(Assignment) Continue the sunburn story, starting after its final sentence.

(Passage)
= = = =

With the angles just right so we would have no shadows casting uneven rays, we were set. We oiled up and giggled at ourselves as we carefully eased down and sprawled out on the now slick metal. In a short while we were hot and wishing we had a spray bottle to spritz down with. You know, so we could tan faster and stay out longer. Always the creative improvisers,we decided to use the garden hose to cool down and while we were at it hose down the metal. Sun reflects off water too right? Shiny silver metal just wasnt enough of an accelerant. Now slick with oil and water the 15 minute turn for evenness took on new challenges. We giggled how we were roasting ourselves just like turkeys. Yup, we were turkeys alright.

We spent a long night continuing to roast in our lobster red skin. We couldn't wear our own clothes. The pain was just too great. Holly's mum leant us a couple of her flowered cotton moo moos. We slept a top the covers, grateful we were at least in the cool basement.

I treated with noxema and my blistering peel gave way to a decent tan in time to make that white dress really pop!

That was the worst burn I have ever had. Honestly though I think every year I get a burn some place or another. Increasingly I wonder if I will ever,ever learn and remember that I am beyond Haole white and embrace my Nordic Heritage. Maybe when I'm forty? Will I get it then?

= = = =

(Given data)
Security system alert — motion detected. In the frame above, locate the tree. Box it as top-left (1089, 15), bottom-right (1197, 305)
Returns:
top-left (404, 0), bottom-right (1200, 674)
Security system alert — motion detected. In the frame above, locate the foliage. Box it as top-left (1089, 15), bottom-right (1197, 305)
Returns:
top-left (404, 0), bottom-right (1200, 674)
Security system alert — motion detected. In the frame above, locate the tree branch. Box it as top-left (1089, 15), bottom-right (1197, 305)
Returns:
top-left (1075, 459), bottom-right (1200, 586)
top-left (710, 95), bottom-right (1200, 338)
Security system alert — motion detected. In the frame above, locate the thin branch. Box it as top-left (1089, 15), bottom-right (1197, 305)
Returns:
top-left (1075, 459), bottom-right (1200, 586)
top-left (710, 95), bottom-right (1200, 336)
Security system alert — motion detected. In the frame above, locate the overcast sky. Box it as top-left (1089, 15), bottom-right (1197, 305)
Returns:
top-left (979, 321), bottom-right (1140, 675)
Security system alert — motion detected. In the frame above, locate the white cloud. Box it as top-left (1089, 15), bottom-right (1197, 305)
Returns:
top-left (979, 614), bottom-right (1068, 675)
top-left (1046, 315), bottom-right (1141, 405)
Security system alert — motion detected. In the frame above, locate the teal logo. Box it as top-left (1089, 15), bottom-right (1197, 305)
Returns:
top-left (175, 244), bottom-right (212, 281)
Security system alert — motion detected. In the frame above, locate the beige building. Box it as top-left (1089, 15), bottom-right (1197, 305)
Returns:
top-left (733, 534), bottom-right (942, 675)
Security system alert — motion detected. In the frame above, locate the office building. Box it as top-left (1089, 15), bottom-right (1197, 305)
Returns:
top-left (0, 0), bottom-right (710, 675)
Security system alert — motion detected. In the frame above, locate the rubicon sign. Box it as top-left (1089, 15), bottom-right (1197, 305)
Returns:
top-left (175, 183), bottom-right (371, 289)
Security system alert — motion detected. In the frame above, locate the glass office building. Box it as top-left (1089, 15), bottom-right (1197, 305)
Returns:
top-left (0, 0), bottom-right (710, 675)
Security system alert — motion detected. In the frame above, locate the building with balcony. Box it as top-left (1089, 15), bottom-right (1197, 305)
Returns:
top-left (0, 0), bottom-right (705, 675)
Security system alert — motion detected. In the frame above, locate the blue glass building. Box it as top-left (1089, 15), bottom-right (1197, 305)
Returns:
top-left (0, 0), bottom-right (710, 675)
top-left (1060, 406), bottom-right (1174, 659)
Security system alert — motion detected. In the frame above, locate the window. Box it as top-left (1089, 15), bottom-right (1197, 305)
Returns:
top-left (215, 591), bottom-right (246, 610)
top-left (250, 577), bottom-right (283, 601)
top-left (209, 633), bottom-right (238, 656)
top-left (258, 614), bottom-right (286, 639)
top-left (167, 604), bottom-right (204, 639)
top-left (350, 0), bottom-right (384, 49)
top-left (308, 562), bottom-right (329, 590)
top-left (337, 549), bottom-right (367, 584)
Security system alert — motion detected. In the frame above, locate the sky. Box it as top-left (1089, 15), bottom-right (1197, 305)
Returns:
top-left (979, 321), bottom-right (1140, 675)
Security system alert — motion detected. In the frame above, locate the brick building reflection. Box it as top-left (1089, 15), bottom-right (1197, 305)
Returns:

= = = =

(Response box)
As health conscious and aware of skin cancer as I was you'd think I would have taken precautions, but I would glibly dismiss it saying, "Old people get skin cancer. By the time I'm old they'll have a cure." No worries. Until as a 24 year old I sat in my American Cancer Society office of my first post university job and wrote out the receipt for a donation made by a fresh faced college girl in memory of her young roommate who had died. As I consoled and heard her sad journey, I learned that skin cancer had been her killer. It was a wake up call for sure. I changed my ways, still I'd burn accidentally every now and again and I'd hope that my past wouldn't get me.

Sometime right around age 24 a perfect, rich beauty mark appeared on my back. Someone once told me I had a sexy back. It was one of my vanities for years. I thought this addition looked like an artist had dripped a perfect drop of chocolate brown paint on my back. I loved it.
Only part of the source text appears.